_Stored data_

╔══

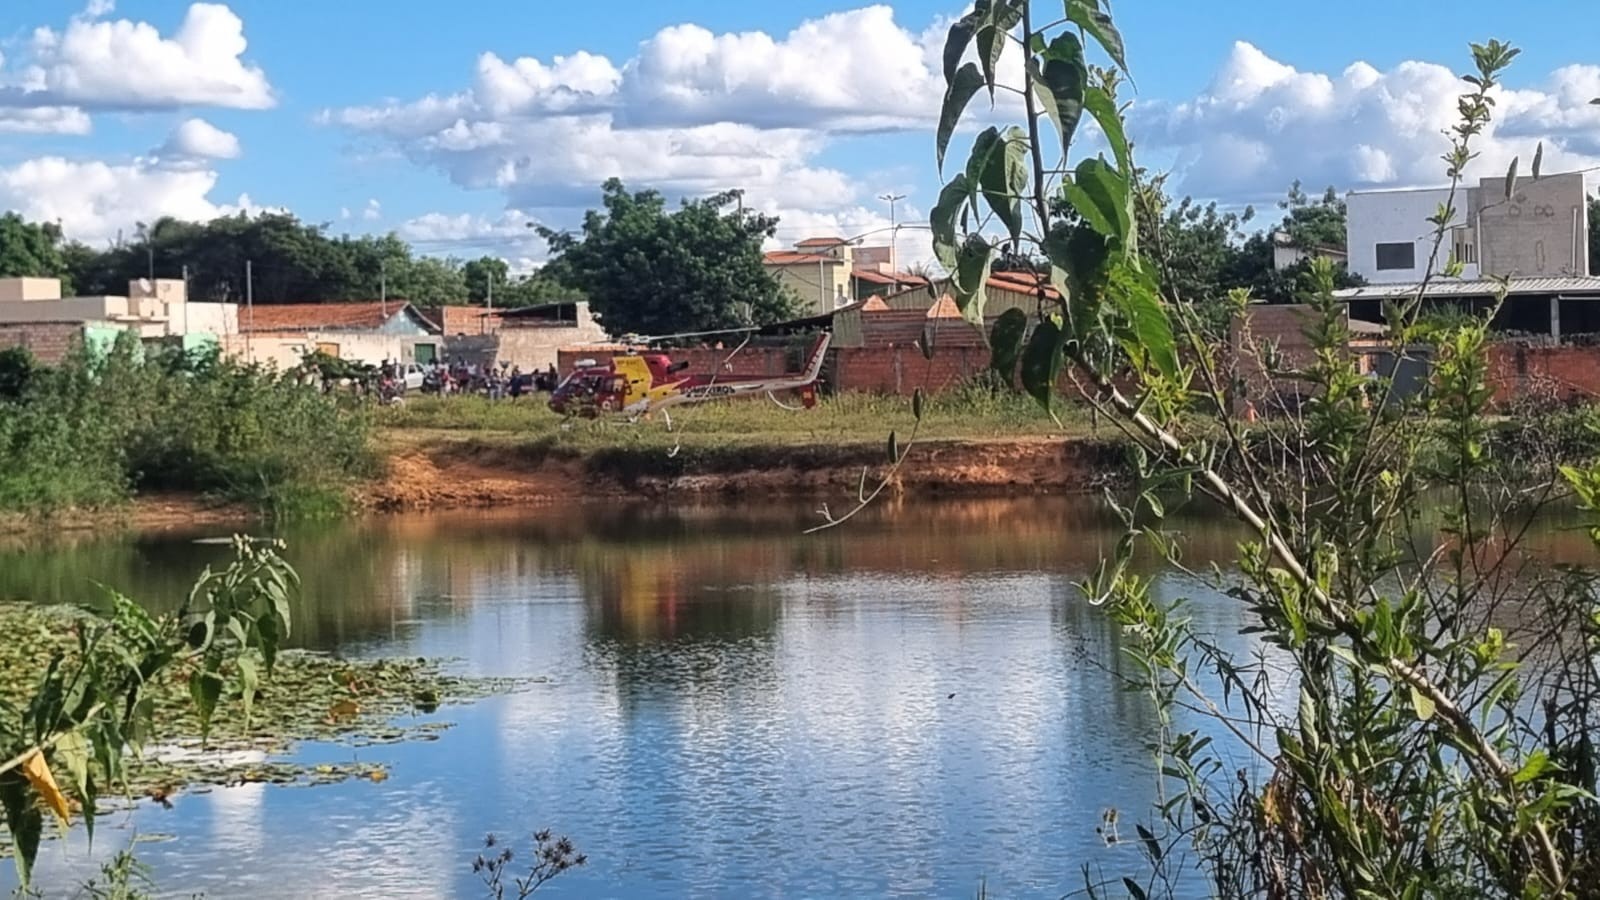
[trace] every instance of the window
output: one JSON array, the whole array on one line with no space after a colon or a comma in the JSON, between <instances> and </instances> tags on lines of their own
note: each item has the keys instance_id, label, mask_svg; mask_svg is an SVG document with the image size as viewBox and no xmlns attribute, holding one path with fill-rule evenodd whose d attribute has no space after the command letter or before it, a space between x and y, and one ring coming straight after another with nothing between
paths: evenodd
<instances>
[{"instance_id":1,"label":"window","mask_svg":"<svg viewBox=\"0 0 1600 900\"><path fill-rule=\"evenodd\" d=\"M1417 267L1417 245L1404 244L1379 244L1378 245L1378 271L1387 269L1415 269Z\"/></svg>"}]
</instances>

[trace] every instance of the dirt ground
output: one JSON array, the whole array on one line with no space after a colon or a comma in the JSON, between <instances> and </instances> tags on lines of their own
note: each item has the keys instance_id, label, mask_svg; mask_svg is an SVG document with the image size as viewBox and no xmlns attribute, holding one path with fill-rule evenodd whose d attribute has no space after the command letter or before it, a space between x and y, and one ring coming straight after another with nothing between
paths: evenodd
<instances>
[{"instance_id":1,"label":"dirt ground","mask_svg":"<svg viewBox=\"0 0 1600 900\"><path fill-rule=\"evenodd\" d=\"M690 463L673 474L628 474L617 472L614 465L597 470L577 456L444 443L397 448L387 474L364 489L359 500L365 509L389 511L524 506L607 496L793 496L854 491L863 479L870 491L884 478L903 494L1078 493L1096 490L1114 477L1115 467L1106 457L1103 445L1071 440L941 441L907 448L898 471L891 471L884 449L841 446L795 448L792 454L779 449L742 468L723 462L713 471L697 471ZM641 458L640 462L648 470L665 460Z\"/></svg>"}]
</instances>

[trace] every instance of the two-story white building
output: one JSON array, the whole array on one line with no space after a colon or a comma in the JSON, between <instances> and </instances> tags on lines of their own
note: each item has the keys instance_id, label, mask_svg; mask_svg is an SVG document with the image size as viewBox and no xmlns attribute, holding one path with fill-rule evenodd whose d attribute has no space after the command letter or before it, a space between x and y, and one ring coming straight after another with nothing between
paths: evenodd
<instances>
[{"instance_id":1,"label":"two-story white building","mask_svg":"<svg viewBox=\"0 0 1600 900\"><path fill-rule=\"evenodd\" d=\"M1495 327L1600 333L1600 278L1589 275L1588 195L1581 172L1447 188L1354 191L1346 197L1349 268L1367 286L1339 291L1351 314L1381 321L1386 302L1424 290L1431 304L1485 308L1504 289ZM1449 210L1434 249L1431 219ZM1446 277L1452 262L1460 269ZM1509 279L1502 286L1496 279Z\"/></svg>"}]
</instances>

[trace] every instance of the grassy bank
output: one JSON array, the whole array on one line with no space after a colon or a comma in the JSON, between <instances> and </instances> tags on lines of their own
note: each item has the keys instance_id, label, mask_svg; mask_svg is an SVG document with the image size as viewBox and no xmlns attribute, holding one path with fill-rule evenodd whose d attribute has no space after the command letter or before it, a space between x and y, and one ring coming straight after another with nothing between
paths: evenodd
<instances>
[{"instance_id":1,"label":"grassy bank","mask_svg":"<svg viewBox=\"0 0 1600 900\"><path fill-rule=\"evenodd\" d=\"M765 399L683 407L673 412L670 430L660 415L634 424L565 419L551 412L543 397L491 402L414 396L403 406L380 411L376 422L391 445L471 437L543 442L580 454L634 448L878 446L890 431L904 440L916 424L909 400L870 394L824 397L814 409L784 409ZM1063 406L1052 418L1026 397L968 388L928 397L920 436L934 441L1015 440L1088 437L1093 432L1079 408Z\"/></svg>"},{"instance_id":2,"label":"grassy bank","mask_svg":"<svg viewBox=\"0 0 1600 900\"><path fill-rule=\"evenodd\" d=\"M44 368L0 353L0 510L114 509L183 492L275 515L337 511L377 470L363 414L216 354L143 348Z\"/></svg>"}]
</instances>

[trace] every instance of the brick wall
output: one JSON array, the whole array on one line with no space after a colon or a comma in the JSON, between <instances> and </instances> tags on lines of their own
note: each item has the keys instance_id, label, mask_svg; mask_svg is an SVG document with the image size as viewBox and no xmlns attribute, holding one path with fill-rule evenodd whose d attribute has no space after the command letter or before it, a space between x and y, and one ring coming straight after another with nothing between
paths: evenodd
<instances>
[{"instance_id":1,"label":"brick wall","mask_svg":"<svg viewBox=\"0 0 1600 900\"><path fill-rule=\"evenodd\" d=\"M1235 393L1234 413L1242 415L1251 405L1261 415L1268 415L1278 402L1290 402L1284 396L1301 390L1293 383L1278 383L1267 373L1267 360L1262 350L1276 346L1278 367L1298 369L1316 358L1306 328L1315 321L1317 313L1305 305L1251 306L1244 316L1235 316L1229 329L1230 365L1240 391ZM1280 396L1283 395L1283 396Z\"/></svg>"},{"instance_id":2,"label":"brick wall","mask_svg":"<svg viewBox=\"0 0 1600 900\"><path fill-rule=\"evenodd\" d=\"M0 350L24 347L47 366L60 364L82 340L83 326L76 322L0 325Z\"/></svg>"},{"instance_id":3,"label":"brick wall","mask_svg":"<svg viewBox=\"0 0 1600 900\"><path fill-rule=\"evenodd\" d=\"M1494 344L1487 380L1496 406L1519 397L1595 403L1600 401L1600 347Z\"/></svg>"},{"instance_id":4,"label":"brick wall","mask_svg":"<svg viewBox=\"0 0 1600 900\"><path fill-rule=\"evenodd\" d=\"M909 396L958 387L989 365L984 347L941 347L935 339L933 358L913 346L842 347L833 352L832 385L840 391Z\"/></svg>"}]
</instances>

╚══

_Your task_
Your task is to restate every record word for word. Omit all pictures.

_Exercise output_
[trace] every instance of the window
output: one JSON array, the whole array on one line with no space after a colon or a comma in the JSON, between <instances> and </instances> tags on lines of their own
note: each item has the keys instance_id, label, mask_svg; mask_svg is an SVG document with the image size as viewBox and no xmlns attribute, holding one path with fill-rule evenodd whose d attribute has no space after the command letter or before it, a space between x and y, and one ring coming straight after another with nothing between
paths: evenodd
<instances>
[{"instance_id":1,"label":"window","mask_svg":"<svg viewBox=\"0 0 1600 900\"><path fill-rule=\"evenodd\" d=\"M1417 267L1417 245L1404 244L1379 244L1378 245L1378 271L1387 269L1415 269Z\"/></svg>"}]
</instances>

[trace] every instance of the dirt ground
output: one JSON array, the whole array on one line with no space after a colon or a comma in the JSON, between <instances> and </instances> tags on lines of their own
note: each item has the keys instance_id, label, mask_svg; mask_svg is an SVG document with the image size as viewBox and no xmlns attribute, holding one path with fill-rule evenodd whose d attribute has no space after the command letter or before it, a space between x and y, and one ring coming straight after another with nothing between
paths: evenodd
<instances>
[{"instance_id":1,"label":"dirt ground","mask_svg":"<svg viewBox=\"0 0 1600 900\"><path fill-rule=\"evenodd\" d=\"M690 463L673 474L628 474L617 472L614 465L597 470L577 456L444 443L397 448L387 474L364 489L359 500L365 509L389 511L524 506L607 496L793 496L854 491L863 479L870 491L884 478L903 494L1078 493L1096 490L1114 477L1115 467L1106 457L1103 445L1071 440L941 441L907 448L898 471L891 471L884 449L841 446L795 448L792 454L779 449L742 468L723 462L713 471L697 471ZM641 458L640 462L648 470L665 460Z\"/></svg>"}]
</instances>

[trace] every instance of the two-story white building
output: one JSON array, the whole array on one line with no space after a colon or a comma in the JSON, between <instances> and </instances> tags on lines of their own
note: each item has the keys instance_id, label, mask_svg; mask_svg is an SVG document with the image size as viewBox and no xmlns attribute, holding one path with fill-rule evenodd whose d attribute has no space after the command letter or before it, a space between x and y, and one ring coming straight after another with nothing between
paths: evenodd
<instances>
[{"instance_id":1,"label":"two-story white building","mask_svg":"<svg viewBox=\"0 0 1600 900\"><path fill-rule=\"evenodd\" d=\"M1495 327L1600 333L1600 278L1589 275L1588 195L1581 172L1447 188L1354 191L1346 197L1349 268L1367 286L1339 291L1351 314L1381 321L1386 302L1424 290L1431 304L1485 308L1504 289ZM1449 210L1434 249L1431 219ZM1446 277L1452 262L1460 269ZM1509 279L1502 286L1496 279Z\"/></svg>"}]
</instances>

[trace] every instance of the grassy bank
output: one JSON array, the whole array on one line with no space after a colon or a comma in the JSON, between <instances> and </instances> tags on lines of their own
note: each item has the keys instance_id, label, mask_svg; mask_svg is an SVG document with the image size as viewBox and no xmlns attribute, holding one path with fill-rule evenodd whose d attribute has no space after the command letter or before it, a space between x and y, and one ring coming straight after another with nothing between
paths: evenodd
<instances>
[{"instance_id":1,"label":"grassy bank","mask_svg":"<svg viewBox=\"0 0 1600 900\"><path fill-rule=\"evenodd\" d=\"M765 399L683 407L673 412L670 430L660 415L634 424L565 419L551 412L543 397L491 402L414 396L403 406L380 411L376 422L391 445L471 437L543 442L580 454L634 448L878 446L890 431L904 440L916 424L909 400L870 394L824 397L814 409L784 409ZM1063 406L1052 418L1026 397L968 388L928 397L920 436L934 441L1015 440L1088 437L1093 432L1079 408Z\"/></svg>"},{"instance_id":2,"label":"grassy bank","mask_svg":"<svg viewBox=\"0 0 1600 900\"><path fill-rule=\"evenodd\" d=\"M44 368L0 353L0 510L114 509L183 492L275 515L337 511L377 470L363 414L216 354L143 348Z\"/></svg>"}]
</instances>

[trace] every instance of the brick wall
output: one JSON array, the whole array on one line with no space after a colon or a comma in the JSON, between <instances> and </instances> tags on lines of their own
note: each item has the keys instance_id, label, mask_svg; mask_svg is an SVG document with the image size as viewBox and no xmlns attribute, holding one path with fill-rule evenodd whose d attribute has no space after the command letter or before it, a space between x and y, and one ring coming straight after another with nothing between
paths: evenodd
<instances>
[{"instance_id":1,"label":"brick wall","mask_svg":"<svg viewBox=\"0 0 1600 900\"><path fill-rule=\"evenodd\" d=\"M1235 393L1234 413L1242 415L1251 405L1261 415L1268 415L1278 402L1290 402L1284 396L1301 390L1293 383L1278 383L1267 373L1267 360L1262 350L1276 346L1278 367L1298 369L1316 358L1306 328L1315 321L1317 313L1305 305L1251 306L1244 316L1235 316L1229 329L1230 365L1240 391ZM1280 396L1283 395L1283 396Z\"/></svg>"},{"instance_id":2,"label":"brick wall","mask_svg":"<svg viewBox=\"0 0 1600 900\"><path fill-rule=\"evenodd\" d=\"M0 350L24 347L47 366L60 364L82 340L83 326L76 322L0 325Z\"/></svg>"},{"instance_id":3,"label":"brick wall","mask_svg":"<svg viewBox=\"0 0 1600 900\"><path fill-rule=\"evenodd\" d=\"M1494 344L1487 380L1496 406L1519 397L1595 403L1600 401L1600 347Z\"/></svg>"},{"instance_id":4,"label":"brick wall","mask_svg":"<svg viewBox=\"0 0 1600 900\"><path fill-rule=\"evenodd\" d=\"M909 396L958 387L989 365L984 347L941 347L935 339L933 358L913 346L842 347L833 352L832 385L840 391Z\"/></svg>"}]
</instances>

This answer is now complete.